Set problem A | In the tailoring text, which word was used for linings to distinguish them from the material of a suit?
Set problem B | List every cloth weight and every Super designation mentioned in the tailoring text.

Text |

◆ ◆ ◆ ◆ ◆

I have some random thoughts after reading a fair amount on this forum:
Cloth has changed a lot since I started in tailoring. The changes were coming, and have clearly accelerated. 12/13 oz. cloth was considered on the lighter side of mid-weight and was the year round choice. 9/10 oz. was summer weight. We had a few Super 100s from England and Zegna had just started showing a new range of Super 120s. Now it seems that many cloths are like tissue paper and the numbers go ever higher (or the micron designation lower). My boss would have hated most of them. I understand the lure of the higher designated Supers, but I like the old fashioned stuff. I particularly love the clear finish Scottish twists of upwards of 15 oz with lots of colors incorporated that aren’t thick because of the heavy twist, tailor beautifully, and look good all day long. I really admire Michael Alden’s advocacy efforts on the part of the great traditional cloths. I am humbled just by reading his descriptions of them, which is combined with the great knowledge of how and where they are made that backs up his prose.
I see that word usage is a little looser than when I was working as a tailor. I was quickly corrected by a salesman from London making the rounds that a suit is made from “cloth” and that “fabric” is used for linings. After a while I recognized the wisdom of making that distinction because a cloth can be shrunk and stretched by pressing into a shape that it will then hold. That is why people can take apart all the garments that they want without ever finding the real magic of a great coat. The cutter and coat maker have to be in perfect harmony so that the actual shape is created for the way the coat was cut in order for it to both fit and drape properly. My old boss showed me several examples of coats that customers brought to him that were cut and sewn correctly, but had problems because they were not shaped by pressing properly during construction.
Another word that appears in descriptions of sleeveheads and shoulders around the forum here sometimes is “pleats” to describe the ripples that can be made when two edges are sewn together where one is longer than the other. Thomas Mahon wrote a wonderful piece on shoulder pattern matching in his blog that illustrates that type of seam. Those ripples are not pleats, as pleats are created where a piece of cloth is folded onto itself and then releases the fullness above or below where it is sewn. In dressmaking those are called gathers, but we just called it fullness. My boss would have not liked the Neapolitan shoulder where the sleevehead is not supported and has extra fullness that causes ripples above and to the outside of the scapula.

◆ ◆ ◆ ◆ ◆

Source data |
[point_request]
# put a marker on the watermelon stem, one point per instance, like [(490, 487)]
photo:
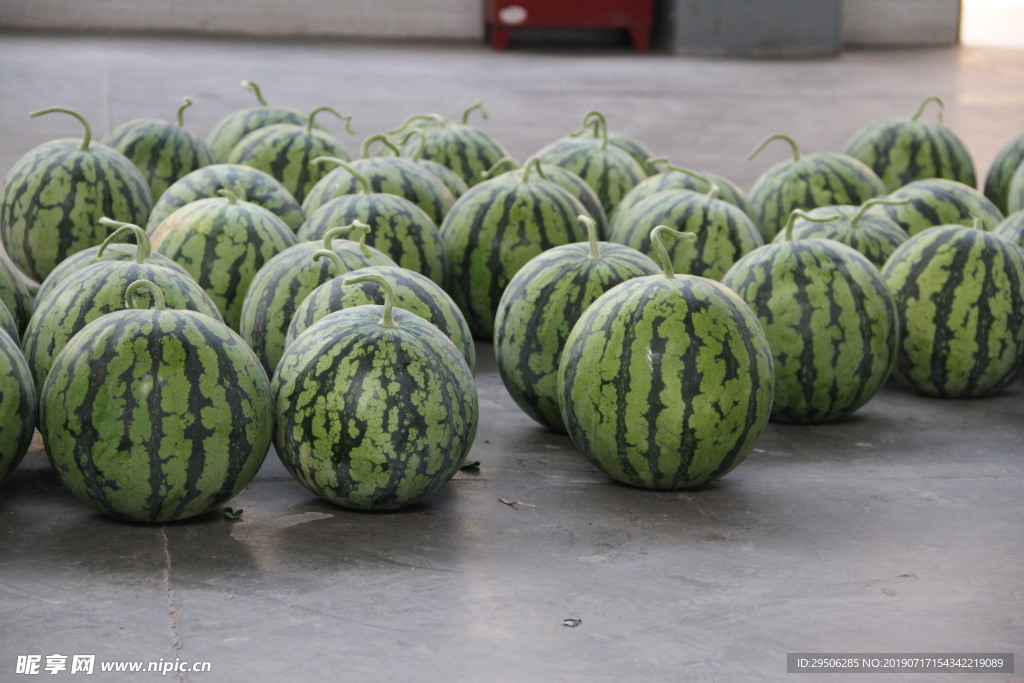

◆ ◆ ◆ ◆ ◆

Right answer A | "Fabric"

Right answer B |
- 12/13 oz.
- 9/10 oz.
- Super 100s
- Super 120s
- 15 oz